**Required work:** Lay out every line of the material below as a numbered list, omitting the blank lines.

**Records from an annotation dataset:**

* Start *

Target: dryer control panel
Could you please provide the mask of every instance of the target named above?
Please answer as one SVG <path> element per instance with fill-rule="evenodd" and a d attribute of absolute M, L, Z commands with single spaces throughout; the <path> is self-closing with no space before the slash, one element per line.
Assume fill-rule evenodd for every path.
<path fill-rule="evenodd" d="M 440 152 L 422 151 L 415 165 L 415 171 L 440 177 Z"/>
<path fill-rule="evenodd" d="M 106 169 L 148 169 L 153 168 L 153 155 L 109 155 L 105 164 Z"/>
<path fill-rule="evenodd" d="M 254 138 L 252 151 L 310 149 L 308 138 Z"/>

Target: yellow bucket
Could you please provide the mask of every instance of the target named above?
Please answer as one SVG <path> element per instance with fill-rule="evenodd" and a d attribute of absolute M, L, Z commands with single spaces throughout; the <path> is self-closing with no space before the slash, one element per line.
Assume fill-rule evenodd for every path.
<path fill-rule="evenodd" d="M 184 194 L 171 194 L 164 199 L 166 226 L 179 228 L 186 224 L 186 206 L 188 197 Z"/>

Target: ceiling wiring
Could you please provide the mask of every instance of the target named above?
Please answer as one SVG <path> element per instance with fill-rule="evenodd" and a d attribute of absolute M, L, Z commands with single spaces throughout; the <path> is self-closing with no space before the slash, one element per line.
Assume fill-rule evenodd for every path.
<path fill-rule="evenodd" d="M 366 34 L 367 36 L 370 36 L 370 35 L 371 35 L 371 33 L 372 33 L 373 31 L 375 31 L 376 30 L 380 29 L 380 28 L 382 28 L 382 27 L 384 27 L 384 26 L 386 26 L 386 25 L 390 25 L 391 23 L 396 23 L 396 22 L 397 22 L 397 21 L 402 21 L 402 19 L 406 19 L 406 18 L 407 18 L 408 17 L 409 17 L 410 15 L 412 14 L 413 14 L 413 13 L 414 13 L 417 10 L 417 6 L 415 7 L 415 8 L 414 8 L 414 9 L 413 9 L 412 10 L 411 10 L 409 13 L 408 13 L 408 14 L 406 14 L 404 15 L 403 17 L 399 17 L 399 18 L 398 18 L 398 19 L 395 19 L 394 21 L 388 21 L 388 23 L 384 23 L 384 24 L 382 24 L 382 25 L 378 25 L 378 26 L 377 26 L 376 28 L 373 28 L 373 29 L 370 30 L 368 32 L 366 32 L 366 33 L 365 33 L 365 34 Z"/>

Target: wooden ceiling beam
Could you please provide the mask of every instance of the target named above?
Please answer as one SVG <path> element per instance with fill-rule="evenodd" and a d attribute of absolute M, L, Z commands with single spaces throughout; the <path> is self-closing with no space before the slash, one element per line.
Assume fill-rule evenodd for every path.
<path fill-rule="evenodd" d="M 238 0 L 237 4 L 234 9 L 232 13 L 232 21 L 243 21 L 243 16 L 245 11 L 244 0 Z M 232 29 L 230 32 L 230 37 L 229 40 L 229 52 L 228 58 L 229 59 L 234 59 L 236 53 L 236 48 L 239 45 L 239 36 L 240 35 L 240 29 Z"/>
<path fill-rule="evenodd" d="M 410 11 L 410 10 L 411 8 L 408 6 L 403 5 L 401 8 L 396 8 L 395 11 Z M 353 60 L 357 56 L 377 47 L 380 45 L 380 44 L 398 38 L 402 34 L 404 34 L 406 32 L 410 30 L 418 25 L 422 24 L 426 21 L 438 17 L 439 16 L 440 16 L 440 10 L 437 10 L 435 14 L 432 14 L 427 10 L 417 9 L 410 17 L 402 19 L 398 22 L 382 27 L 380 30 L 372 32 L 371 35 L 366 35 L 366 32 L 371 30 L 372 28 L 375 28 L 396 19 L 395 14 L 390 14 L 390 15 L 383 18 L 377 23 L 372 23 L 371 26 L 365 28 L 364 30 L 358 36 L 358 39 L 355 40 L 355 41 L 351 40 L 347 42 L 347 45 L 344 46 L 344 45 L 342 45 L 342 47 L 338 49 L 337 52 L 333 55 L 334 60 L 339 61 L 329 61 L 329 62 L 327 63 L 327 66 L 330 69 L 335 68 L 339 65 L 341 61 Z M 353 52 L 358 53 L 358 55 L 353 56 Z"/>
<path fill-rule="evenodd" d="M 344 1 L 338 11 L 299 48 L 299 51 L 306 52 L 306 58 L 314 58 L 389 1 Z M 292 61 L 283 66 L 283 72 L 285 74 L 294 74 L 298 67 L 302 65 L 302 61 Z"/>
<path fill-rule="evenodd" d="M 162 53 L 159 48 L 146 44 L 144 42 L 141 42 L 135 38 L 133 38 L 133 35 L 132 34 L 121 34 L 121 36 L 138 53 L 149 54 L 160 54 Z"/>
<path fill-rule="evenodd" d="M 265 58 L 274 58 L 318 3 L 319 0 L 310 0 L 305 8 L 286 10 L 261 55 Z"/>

* End *

**Response to this task:**
1. Target: dryer control panel
2. Could you please provide the mask of every instance of the target named above?
3. Please answer as one SVG <path> element per instance with fill-rule="evenodd" and a d attribute of absolute M, L, Z commands with single spaces throughout; the <path> is self-closing with no space before the slash, one element per line.
4. Assume fill-rule evenodd for every path.
5. <path fill-rule="evenodd" d="M 440 152 L 422 151 L 415 165 L 415 171 L 440 177 Z"/>
6. <path fill-rule="evenodd" d="M 106 169 L 148 169 L 153 168 L 153 155 L 109 155 L 105 164 Z"/>
7. <path fill-rule="evenodd" d="M 254 138 L 252 151 L 310 149 L 308 138 Z"/>
8. Target: yellow bucket
9. Could you please provide the mask of every instance of the target named above?
10. Please answer as one SVG <path> element per instance with fill-rule="evenodd" and a d attribute of absolute M, L, Z commands with single spaces throughout; the <path> is self-closing with no space before the slash, one element per line.
11. Assume fill-rule evenodd for every path.
12. <path fill-rule="evenodd" d="M 184 194 L 171 194 L 164 199 L 166 226 L 179 228 L 186 224 L 186 206 L 188 197 Z"/>
13. Target: ceiling wiring
14. Could you please provide the mask of every instance of the target named above?
15. Please answer as one SVG <path> element per instance with fill-rule="evenodd" and a d attribute of absolute M, L, Z commands with single spaces throughout; the <path> is self-closing with no space before the slash, one element per line.
16. Assume fill-rule evenodd for every path.
17. <path fill-rule="evenodd" d="M 366 34 L 367 36 L 370 36 L 370 35 L 371 35 L 371 33 L 372 33 L 373 31 L 375 31 L 376 30 L 380 29 L 380 28 L 382 28 L 382 27 L 384 27 L 384 26 L 386 26 L 386 25 L 390 25 L 391 23 L 396 23 L 396 22 L 397 22 L 397 21 L 402 21 L 402 19 L 406 19 L 406 18 L 407 18 L 408 17 L 409 17 L 410 15 L 412 14 L 413 14 L 413 13 L 414 13 L 417 10 L 417 6 L 415 7 L 415 8 L 414 8 L 414 9 L 413 9 L 412 10 L 411 10 L 409 13 L 408 13 L 408 14 L 406 14 L 404 15 L 403 17 L 399 17 L 399 18 L 398 18 L 398 19 L 395 19 L 394 21 L 388 21 L 388 23 L 384 23 L 384 24 L 382 24 L 382 25 L 378 25 L 378 26 L 377 26 L 376 28 L 373 28 L 373 29 L 370 30 L 368 32 L 366 32 L 366 33 L 365 33 L 365 34 Z"/>
18. Target: wooden ceiling beam
19. Could you please provide the mask of every instance of the target named above?
20. Please answer as one SVG <path> element per instance with fill-rule="evenodd" and a d attribute of absolute M, L, Z commands with single spaces throughout; the <path> is self-closing with no space before the slash, one element per line.
21. Assume fill-rule evenodd for every path.
22. <path fill-rule="evenodd" d="M 238 0 L 237 4 L 234 9 L 232 13 L 232 21 L 243 21 L 243 16 L 245 11 L 244 0 Z M 232 29 L 230 32 L 230 37 L 229 40 L 229 52 L 228 58 L 229 59 L 234 59 L 236 53 L 236 48 L 239 45 L 239 36 L 240 35 L 240 29 Z"/>
23. <path fill-rule="evenodd" d="M 410 11 L 410 10 L 411 8 L 408 6 L 403 5 L 401 8 L 396 8 L 395 11 Z M 353 60 L 357 56 L 377 47 L 380 45 L 380 44 L 398 38 L 402 34 L 404 34 L 406 32 L 410 30 L 418 25 L 422 24 L 426 21 L 438 17 L 439 16 L 440 16 L 440 10 L 437 10 L 435 14 L 432 14 L 427 10 L 417 9 L 410 17 L 402 19 L 398 22 L 382 27 L 380 30 L 372 32 L 371 35 L 366 35 L 366 32 L 371 30 L 372 28 L 375 28 L 396 19 L 395 14 L 390 14 L 390 15 L 383 18 L 377 23 L 372 23 L 371 26 L 365 28 L 364 30 L 358 36 L 358 39 L 355 40 L 355 41 L 351 40 L 347 42 L 347 45 L 344 46 L 344 45 L 342 45 L 342 47 L 338 49 L 337 52 L 333 55 L 334 60 L 339 61 L 329 61 L 329 62 L 327 63 L 327 66 L 330 69 L 335 68 L 339 65 L 341 61 Z M 353 52 L 358 53 L 358 55 L 353 56 Z"/>
24. <path fill-rule="evenodd" d="M 344 1 L 338 11 L 299 48 L 299 51 L 306 52 L 306 58 L 314 58 L 389 1 Z M 292 61 L 283 66 L 283 72 L 285 74 L 294 74 L 298 67 L 302 65 L 302 61 Z"/>
25. <path fill-rule="evenodd" d="M 162 53 L 159 48 L 146 44 L 144 42 L 141 42 L 135 38 L 133 38 L 133 35 L 132 34 L 121 34 L 121 36 L 138 53 L 149 54 L 160 54 Z"/>
26. <path fill-rule="evenodd" d="M 265 58 L 274 58 L 318 3 L 319 0 L 310 0 L 305 8 L 286 10 L 261 55 Z"/>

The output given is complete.